AIM — Rewrite all of the records below, swapping "instance" for "occurrence" everywhere it appears and leaving everything else as it is.
..........
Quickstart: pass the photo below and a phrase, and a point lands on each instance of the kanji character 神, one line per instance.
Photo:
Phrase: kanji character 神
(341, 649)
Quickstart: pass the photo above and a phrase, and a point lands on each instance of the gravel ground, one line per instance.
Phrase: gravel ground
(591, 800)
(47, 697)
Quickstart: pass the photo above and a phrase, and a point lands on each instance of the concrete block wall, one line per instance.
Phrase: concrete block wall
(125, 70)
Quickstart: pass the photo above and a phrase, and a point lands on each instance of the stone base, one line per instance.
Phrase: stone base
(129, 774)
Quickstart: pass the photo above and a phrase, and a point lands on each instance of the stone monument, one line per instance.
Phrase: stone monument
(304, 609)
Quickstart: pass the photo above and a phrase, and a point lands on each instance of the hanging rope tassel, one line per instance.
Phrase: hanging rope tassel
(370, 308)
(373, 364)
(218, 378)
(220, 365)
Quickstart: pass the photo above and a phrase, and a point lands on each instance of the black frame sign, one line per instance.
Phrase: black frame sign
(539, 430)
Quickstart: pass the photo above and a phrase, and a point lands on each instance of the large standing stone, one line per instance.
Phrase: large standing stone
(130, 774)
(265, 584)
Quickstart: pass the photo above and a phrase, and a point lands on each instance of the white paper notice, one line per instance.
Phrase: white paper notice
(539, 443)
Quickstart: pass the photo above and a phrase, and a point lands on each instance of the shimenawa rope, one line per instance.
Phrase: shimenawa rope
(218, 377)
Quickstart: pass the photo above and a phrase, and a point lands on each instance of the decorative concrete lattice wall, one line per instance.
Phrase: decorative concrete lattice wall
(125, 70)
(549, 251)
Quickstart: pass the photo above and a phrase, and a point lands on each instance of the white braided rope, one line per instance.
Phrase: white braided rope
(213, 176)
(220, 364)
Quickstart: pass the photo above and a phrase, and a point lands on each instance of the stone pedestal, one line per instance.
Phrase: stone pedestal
..........
EXERCISE SOLUTION —
Quickstart: pass the photo below and a phrase, and a point lands on each occurrence of the kanji character 神, one line per occurrence.
Photo:
Phrase: kanji character 神
(341, 649)
Quickstart: pass the photo above and a phrase, and a point lands on each occurrence of the gravel ground, one line per occurrence.
Phrase: gravel ground
(591, 800)
(47, 697)
Quickstart: pass the photo above and a phrase, and a point lands on each occurrence of the concrete block wall, one line per occurrence.
Phrase: concrete block wall
(125, 70)
Quickstart: pass the photo above and a phrase, and a point lands on each occurrence of the stone base, one line per occurrence.
Phrase: stone base
(129, 774)
Quickstart: pass the photo above and a phrase, and a point lands on each occurrence of the stone monument, one line per occurrence.
Phrase: stone monument
(304, 609)
Quickstart: pass the photo above and a phrase, and a point lands on each occurrence of the hanging rope tassel, one line per occurrence.
Phrase: hanging rope tassel
(370, 308)
(373, 364)
(218, 378)
(220, 365)
Quickstart: pass the photo above and a phrase, and a point lands on each occurrence of the black frame sign, one line per occurrence.
Phrase: black frame sign
(539, 430)
Quickstart: pass the photo above and a phrase, and a point lands on each occurrence of the large standing stone, one line per occurrence.
Phrase: large standing stone
(130, 774)
(265, 584)
Quickstart: pass the photo above and a phrase, and a point lands on each occurrence of the white paper notice, one line per occurrence.
Phrase: white paper notice
(539, 443)
Quickstart: pass the photo above and a phrase, and a point lands on each occurrence of the shimenawa rope, one line per occurrence.
Phrase: shimenawa rope
(218, 377)
Quickstart: pass the photo above and a phrase, and a point lands on each occurrence of the decorative concrete lattice wall, one line per occurrence.
Phrase: decorative concrete lattice wall
(125, 70)
(549, 251)
Quickstart: pass the photo above and a phrase, and a point lands on each occurrence of the white braided rope, one line per occurrence.
Phrase: white braided rope
(213, 176)
(220, 364)
Quickstart: pass the photo above and a phrase, and a point lands on each occurrence of the stone pedestal, one line per occurrence.
Phrase: stone pedestal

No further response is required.